Cortejo y reproducción del puercoespín americano
Uldis Roze, biólogo, profesor emérito del Queens College de la Universidad de Nueva York y experto en puercoespines, explica con bastante rigor el apareamiento de los Erethizon dorsatum. Los miembros de esta especie no son sociables, sino solitarios, y suelen vivir en madrigueras ocultas que solo abandonan durante la época del celo. Como se alimentan de hojas y frutos a los que acceden arrastrándose por el tronco, para evitar heridas e infecciones, la vagina de la hembra está sellada por una fina membrana y el pene de los machos, plegado en una cavidad de su cuerpo. Durante la época del apareamiento (finales de verano y comienzo de otoño), la membrana se disuelve y la vagina secreta un líquido acre y untuoso que, mezclado con su orina, resulta un potente afrodisiaco para los machos.
Cuando uno detecta tan embriagador perfume, frotado a conciencia por la hembra sobre las ramitas de su árbol, corre como alma puercoespín que lleva el diablo hacia el torreón donde ella espera, monta guardia en la rama más cercana al suelo y libra cruentas batallas a puazo limpio, contra otros pretendientes, hasta alzarse vencedor.

**MATERIAL EXTRAÍDO:**

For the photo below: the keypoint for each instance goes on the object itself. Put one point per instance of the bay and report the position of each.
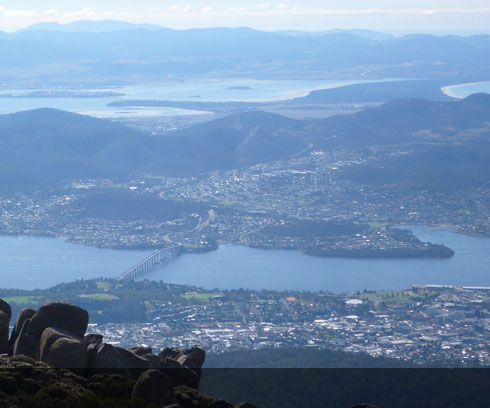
(241, 90)
(29, 262)
(464, 90)
(234, 267)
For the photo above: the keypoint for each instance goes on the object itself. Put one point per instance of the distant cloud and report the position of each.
(51, 12)
(85, 12)
(18, 13)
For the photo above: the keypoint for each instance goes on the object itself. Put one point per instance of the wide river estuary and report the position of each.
(28, 263)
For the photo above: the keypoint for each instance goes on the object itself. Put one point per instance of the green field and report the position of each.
(377, 225)
(398, 295)
(24, 300)
(103, 285)
(200, 296)
(101, 296)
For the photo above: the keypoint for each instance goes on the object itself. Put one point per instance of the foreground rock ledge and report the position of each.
(48, 360)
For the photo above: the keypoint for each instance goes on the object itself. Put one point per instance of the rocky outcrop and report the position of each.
(47, 342)
(154, 386)
(25, 314)
(55, 335)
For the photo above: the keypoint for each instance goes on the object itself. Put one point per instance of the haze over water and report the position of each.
(243, 90)
(28, 263)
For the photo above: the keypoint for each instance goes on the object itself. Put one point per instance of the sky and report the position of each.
(395, 16)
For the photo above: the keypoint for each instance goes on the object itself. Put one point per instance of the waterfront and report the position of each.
(243, 90)
(464, 90)
(28, 263)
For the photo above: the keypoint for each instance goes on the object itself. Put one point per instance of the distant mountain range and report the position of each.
(90, 26)
(443, 142)
(111, 52)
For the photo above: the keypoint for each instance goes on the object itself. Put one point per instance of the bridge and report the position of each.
(160, 257)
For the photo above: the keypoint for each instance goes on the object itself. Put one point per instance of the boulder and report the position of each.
(5, 308)
(141, 351)
(48, 338)
(4, 332)
(92, 339)
(170, 352)
(60, 315)
(180, 375)
(25, 314)
(67, 353)
(132, 362)
(26, 344)
(106, 358)
(154, 386)
(192, 358)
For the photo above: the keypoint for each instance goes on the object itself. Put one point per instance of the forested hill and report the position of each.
(408, 120)
(45, 146)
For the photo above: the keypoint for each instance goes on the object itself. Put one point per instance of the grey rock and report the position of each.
(4, 332)
(67, 353)
(107, 358)
(92, 339)
(192, 358)
(25, 314)
(103, 357)
(26, 344)
(181, 375)
(133, 362)
(170, 352)
(48, 338)
(154, 386)
(141, 351)
(5, 307)
(60, 315)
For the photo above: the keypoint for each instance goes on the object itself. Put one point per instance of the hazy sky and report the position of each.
(443, 16)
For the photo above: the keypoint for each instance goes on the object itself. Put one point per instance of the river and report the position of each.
(28, 263)
(464, 90)
(243, 90)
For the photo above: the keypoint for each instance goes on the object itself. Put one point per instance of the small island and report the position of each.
(62, 94)
(347, 240)
(429, 251)
(239, 88)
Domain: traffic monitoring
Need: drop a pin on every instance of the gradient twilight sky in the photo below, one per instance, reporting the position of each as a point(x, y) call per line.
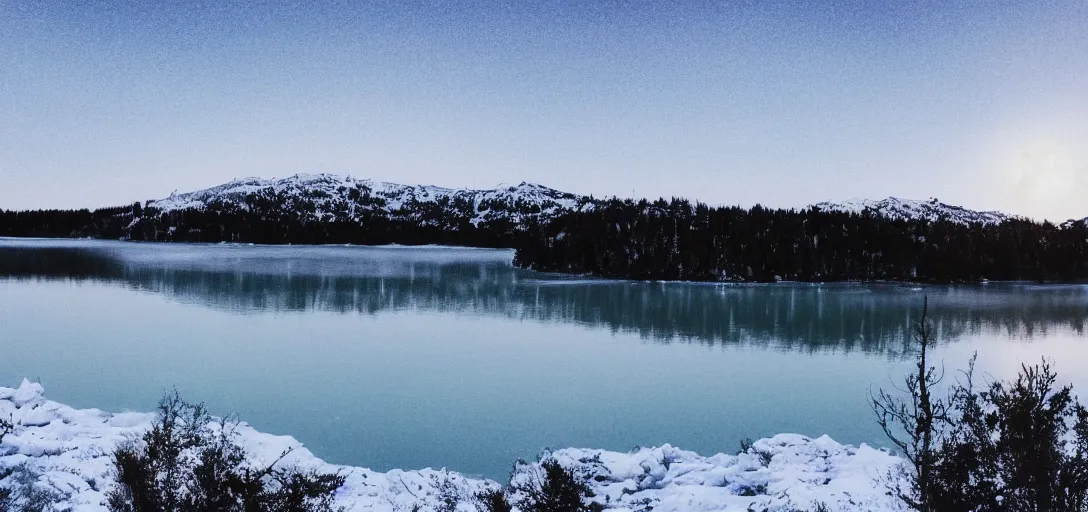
point(981, 103)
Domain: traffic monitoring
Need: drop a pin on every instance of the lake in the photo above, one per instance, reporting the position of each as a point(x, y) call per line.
point(409, 358)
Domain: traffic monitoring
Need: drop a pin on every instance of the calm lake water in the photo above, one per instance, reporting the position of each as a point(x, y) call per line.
point(445, 357)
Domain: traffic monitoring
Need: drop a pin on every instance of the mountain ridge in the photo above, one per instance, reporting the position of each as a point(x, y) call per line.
point(538, 200)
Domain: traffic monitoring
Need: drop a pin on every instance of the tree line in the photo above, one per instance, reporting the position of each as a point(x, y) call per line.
point(680, 240)
point(664, 239)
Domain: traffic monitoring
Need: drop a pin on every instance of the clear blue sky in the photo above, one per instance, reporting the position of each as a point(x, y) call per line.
point(983, 103)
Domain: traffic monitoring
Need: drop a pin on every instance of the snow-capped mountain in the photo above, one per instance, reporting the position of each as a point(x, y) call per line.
point(328, 197)
point(910, 209)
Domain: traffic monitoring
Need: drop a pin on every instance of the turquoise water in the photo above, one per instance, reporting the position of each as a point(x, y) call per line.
point(444, 357)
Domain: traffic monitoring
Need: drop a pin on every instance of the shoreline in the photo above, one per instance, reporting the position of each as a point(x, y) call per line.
point(559, 275)
point(70, 451)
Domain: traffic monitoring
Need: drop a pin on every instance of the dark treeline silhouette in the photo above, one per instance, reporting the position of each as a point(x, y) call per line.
point(811, 317)
point(267, 223)
point(622, 238)
point(101, 223)
point(680, 240)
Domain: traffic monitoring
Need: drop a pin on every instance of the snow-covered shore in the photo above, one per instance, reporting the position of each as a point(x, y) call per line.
point(70, 450)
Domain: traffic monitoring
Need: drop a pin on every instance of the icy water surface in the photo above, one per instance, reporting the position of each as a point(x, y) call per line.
point(443, 357)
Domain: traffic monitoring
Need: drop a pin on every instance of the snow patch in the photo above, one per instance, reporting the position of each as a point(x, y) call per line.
point(71, 450)
point(911, 209)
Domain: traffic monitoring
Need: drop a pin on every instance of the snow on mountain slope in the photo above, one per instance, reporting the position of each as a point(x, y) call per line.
point(69, 451)
point(907, 209)
point(325, 196)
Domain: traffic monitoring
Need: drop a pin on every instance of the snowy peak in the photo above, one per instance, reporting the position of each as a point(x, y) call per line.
point(910, 209)
point(330, 196)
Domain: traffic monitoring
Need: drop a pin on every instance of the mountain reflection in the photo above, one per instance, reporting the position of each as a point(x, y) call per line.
point(369, 281)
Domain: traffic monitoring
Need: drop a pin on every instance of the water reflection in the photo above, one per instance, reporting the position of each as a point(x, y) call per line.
point(872, 319)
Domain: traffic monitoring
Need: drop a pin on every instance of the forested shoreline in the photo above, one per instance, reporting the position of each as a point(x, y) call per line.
point(680, 240)
point(669, 240)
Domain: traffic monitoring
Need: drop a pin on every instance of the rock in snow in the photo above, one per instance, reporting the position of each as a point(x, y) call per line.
point(70, 450)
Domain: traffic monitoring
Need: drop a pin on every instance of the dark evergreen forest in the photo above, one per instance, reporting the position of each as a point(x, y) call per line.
point(679, 240)
point(632, 239)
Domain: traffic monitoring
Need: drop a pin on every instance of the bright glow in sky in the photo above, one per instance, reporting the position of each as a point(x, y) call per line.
point(786, 103)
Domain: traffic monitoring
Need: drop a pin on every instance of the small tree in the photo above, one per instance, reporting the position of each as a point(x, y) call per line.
point(187, 462)
point(554, 488)
point(5, 501)
point(915, 424)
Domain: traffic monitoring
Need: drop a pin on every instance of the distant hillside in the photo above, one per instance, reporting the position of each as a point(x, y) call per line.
point(910, 209)
point(328, 198)
point(894, 239)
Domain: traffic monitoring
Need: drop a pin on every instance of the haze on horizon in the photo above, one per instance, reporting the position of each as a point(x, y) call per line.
point(983, 104)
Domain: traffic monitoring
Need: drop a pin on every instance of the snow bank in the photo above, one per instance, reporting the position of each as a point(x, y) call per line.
point(71, 449)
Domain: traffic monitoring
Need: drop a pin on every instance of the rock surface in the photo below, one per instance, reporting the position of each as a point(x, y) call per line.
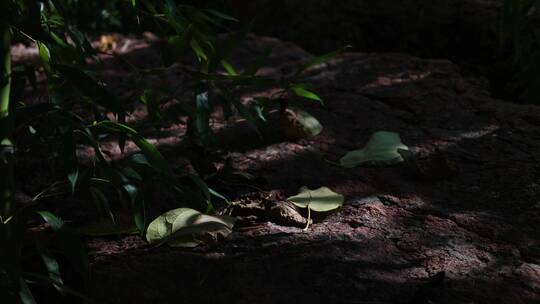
point(472, 237)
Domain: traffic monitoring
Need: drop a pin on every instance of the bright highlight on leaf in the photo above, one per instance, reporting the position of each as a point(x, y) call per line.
point(319, 200)
point(300, 124)
point(185, 227)
point(382, 149)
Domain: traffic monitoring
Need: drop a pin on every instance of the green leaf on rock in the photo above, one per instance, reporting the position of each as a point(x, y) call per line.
point(300, 124)
point(319, 200)
point(185, 227)
point(382, 149)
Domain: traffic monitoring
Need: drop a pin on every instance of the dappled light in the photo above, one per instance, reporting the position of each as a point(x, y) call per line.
point(351, 152)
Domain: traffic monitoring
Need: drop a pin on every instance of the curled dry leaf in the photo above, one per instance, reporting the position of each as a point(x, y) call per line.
point(319, 200)
point(297, 123)
point(185, 227)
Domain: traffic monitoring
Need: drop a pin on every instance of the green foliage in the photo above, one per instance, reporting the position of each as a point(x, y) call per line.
point(185, 227)
point(80, 111)
point(320, 200)
point(382, 149)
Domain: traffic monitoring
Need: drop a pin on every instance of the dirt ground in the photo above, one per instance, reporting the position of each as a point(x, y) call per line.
point(461, 229)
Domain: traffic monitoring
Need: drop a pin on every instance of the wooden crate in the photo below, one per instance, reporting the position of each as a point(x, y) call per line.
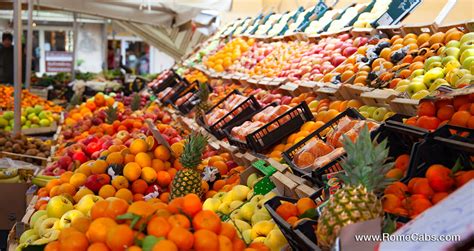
point(404, 106)
point(378, 97)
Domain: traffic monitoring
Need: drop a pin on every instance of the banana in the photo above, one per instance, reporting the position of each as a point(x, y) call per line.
point(15, 179)
point(6, 173)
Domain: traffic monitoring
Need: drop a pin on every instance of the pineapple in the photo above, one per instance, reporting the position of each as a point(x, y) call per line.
point(365, 166)
point(189, 180)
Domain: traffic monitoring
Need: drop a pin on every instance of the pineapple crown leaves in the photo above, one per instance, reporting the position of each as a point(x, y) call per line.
point(366, 162)
point(193, 148)
point(135, 105)
point(111, 113)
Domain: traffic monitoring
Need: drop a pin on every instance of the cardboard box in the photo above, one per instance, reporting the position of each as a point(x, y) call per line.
point(13, 201)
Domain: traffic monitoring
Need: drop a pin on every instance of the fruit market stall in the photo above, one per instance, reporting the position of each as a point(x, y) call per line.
point(289, 131)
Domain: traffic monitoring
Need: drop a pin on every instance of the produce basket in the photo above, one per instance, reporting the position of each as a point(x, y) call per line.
point(444, 146)
point(284, 125)
point(240, 113)
point(295, 242)
point(333, 166)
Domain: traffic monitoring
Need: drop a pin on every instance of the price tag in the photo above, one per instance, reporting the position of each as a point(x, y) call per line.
point(157, 135)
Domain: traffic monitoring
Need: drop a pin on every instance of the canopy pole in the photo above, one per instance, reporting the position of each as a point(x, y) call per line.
point(17, 70)
point(74, 48)
point(29, 45)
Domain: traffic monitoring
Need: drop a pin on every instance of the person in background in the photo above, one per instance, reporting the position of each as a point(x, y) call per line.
point(6, 59)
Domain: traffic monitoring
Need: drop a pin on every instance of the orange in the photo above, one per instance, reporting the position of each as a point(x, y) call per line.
point(148, 174)
point(143, 159)
point(206, 240)
point(158, 226)
point(64, 178)
point(98, 246)
point(107, 191)
point(162, 153)
point(78, 179)
point(181, 237)
point(114, 158)
point(120, 182)
point(286, 210)
point(192, 204)
point(119, 237)
point(460, 118)
point(165, 245)
point(139, 186)
point(138, 146)
point(304, 204)
point(158, 165)
point(207, 220)
point(99, 166)
point(132, 171)
point(179, 220)
point(124, 194)
point(163, 178)
point(98, 229)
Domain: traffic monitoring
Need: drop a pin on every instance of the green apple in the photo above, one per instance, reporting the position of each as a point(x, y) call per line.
point(379, 113)
point(86, 202)
point(452, 51)
point(57, 206)
point(240, 192)
point(403, 82)
point(420, 94)
point(49, 223)
point(417, 73)
point(467, 53)
point(36, 216)
point(260, 216)
point(224, 207)
point(68, 217)
point(432, 75)
point(415, 87)
point(247, 210)
point(235, 204)
point(275, 240)
point(453, 43)
point(261, 229)
point(431, 60)
point(388, 115)
point(28, 236)
point(467, 37)
point(211, 204)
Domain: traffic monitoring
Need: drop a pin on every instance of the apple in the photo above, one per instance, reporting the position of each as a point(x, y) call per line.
point(432, 75)
point(437, 83)
point(452, 51)
point(86, 202)
point(247, 210)
point(417, 73)
point(379, 113)
point(415, 87)
point(261, 229)
point(57, 206)
point(68, 217)
point(420, 94)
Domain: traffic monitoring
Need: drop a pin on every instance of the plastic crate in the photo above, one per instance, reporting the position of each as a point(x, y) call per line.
point(238, 114)
point(293, 239)
point(287, 123)
point(333, 166)
point(443, 146)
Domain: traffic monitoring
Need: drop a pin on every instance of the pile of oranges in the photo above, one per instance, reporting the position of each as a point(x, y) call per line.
point(421, 193)
point(179, 225)
point(458, 111)
point(226, 56)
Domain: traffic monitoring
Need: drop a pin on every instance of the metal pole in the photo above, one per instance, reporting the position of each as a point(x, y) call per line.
point(74, 48)
point(29, 45)
point(17, 70)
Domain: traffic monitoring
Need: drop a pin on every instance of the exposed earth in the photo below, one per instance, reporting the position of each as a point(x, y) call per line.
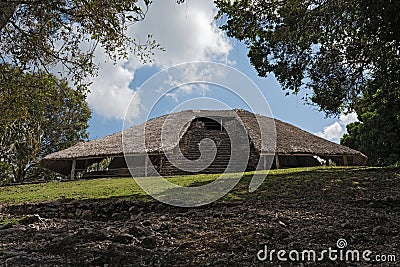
point(363, 211)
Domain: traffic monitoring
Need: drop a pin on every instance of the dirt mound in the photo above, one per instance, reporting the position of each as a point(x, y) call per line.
point(135, 233)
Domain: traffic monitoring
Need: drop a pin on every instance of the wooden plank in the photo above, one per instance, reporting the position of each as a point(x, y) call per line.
point(265, 162)
point(73, 169)
point(345, 161)
point(277, 161)
point(145, 165)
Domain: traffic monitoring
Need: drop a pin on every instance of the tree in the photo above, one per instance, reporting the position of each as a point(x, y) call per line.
point(331, 48)
point(40, 115)
point(344, 54)
point(42, 34)
point(378, 132)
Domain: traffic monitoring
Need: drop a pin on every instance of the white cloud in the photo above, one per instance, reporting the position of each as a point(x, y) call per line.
point(187, 32)
point(348, 118)
point(110, 93)
point(336, 130)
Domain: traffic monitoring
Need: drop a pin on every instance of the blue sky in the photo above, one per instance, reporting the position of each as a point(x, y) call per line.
point(188, 33)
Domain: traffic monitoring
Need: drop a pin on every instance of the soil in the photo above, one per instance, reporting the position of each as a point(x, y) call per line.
point(226, 233)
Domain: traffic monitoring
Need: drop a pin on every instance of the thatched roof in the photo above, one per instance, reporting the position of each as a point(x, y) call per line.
point(289, 139)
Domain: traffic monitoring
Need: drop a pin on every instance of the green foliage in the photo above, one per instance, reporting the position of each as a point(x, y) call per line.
point(40, 115)
point(286, 183)
point(43, 34)
point(345, 54)
point(377, 134)
point(331, 48)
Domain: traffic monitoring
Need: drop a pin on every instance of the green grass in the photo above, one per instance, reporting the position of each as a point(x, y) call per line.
point(296, 182)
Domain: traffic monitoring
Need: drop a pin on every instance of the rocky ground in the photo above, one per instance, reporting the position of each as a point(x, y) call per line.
point(137, 233)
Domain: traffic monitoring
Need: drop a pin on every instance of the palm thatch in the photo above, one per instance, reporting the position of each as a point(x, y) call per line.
point(147, 138)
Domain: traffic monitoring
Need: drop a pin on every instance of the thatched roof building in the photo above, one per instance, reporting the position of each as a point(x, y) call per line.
point(294, 147)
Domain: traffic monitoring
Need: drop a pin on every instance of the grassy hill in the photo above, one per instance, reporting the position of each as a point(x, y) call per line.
point(296, 182)
point(112, 222)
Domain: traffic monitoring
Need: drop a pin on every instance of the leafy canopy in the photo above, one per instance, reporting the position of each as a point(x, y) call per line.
point(42, 34)
point(40, 115)
point(331, 48)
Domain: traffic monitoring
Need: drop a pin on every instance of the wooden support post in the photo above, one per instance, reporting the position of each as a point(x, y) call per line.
point(145, 165)
point(159, 170)
point(277, 161)
point(265, 162)
point(73, 167)
point(345, 162)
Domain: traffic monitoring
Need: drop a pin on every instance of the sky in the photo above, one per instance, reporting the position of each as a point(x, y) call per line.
point(189, 33)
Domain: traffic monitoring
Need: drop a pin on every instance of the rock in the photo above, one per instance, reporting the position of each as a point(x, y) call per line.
point(146, 223)
point(123, 238)
point(149, 242)
point(6, 226)
point(138, 231)
point(87, 214)
point(30, 219)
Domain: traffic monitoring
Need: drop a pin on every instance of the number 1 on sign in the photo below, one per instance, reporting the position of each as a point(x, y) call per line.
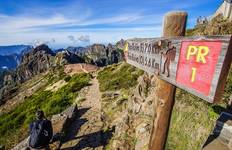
point(194, 72)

**TAREA A:** Según el texto sobre el puercoespín americano, ¿en qué época del año se aparean?
**TAREA B:** Reproduce del texto sobre el puercoespín americano el tramo que va desde "Cuando uno detecta" hasta "hasta alzarse vencedor.".
**TAREA C:** Continúa el texto sobre el puercoespín americano a partir de donde termina.
Los ítems no tienen relación con el texto.

**RESPUESTA A:** A finales de verano y comienzo de otoño.

**RESPUESTA B:**
Cuando uno detecta tan embriagador perfume, frotado a conciencia por la hembra sobre las ramitas de su árbol, corre como alma puercoespín que lleva el diablo hacia el torreón donde ella espera, monta guardia en la rama más cercana al suelo y libra cruentas batallas a puazo limpio, contra otros pretendientes, hasta alzarse vencedor.

**RESPUESTA C:**
Que sea agresivo con sus contrincantes no implica que no sea delicado con el objeto de su pasión; y a pesar de que no cuenta con mucho tiempo (el periodo fértil apenas dura 24 horas), no se anda por las ramas y corteja a la hembra durante horas emitiendo lloriqueos y potentes chorros de orina en su dirección (si no, no llega) hasta que se produce el milagro o The Whitten effect (descubierto 10 años después por Wesley K. Whitten): las hormonas masculinas inician el ciclo estral u ovulación femenina.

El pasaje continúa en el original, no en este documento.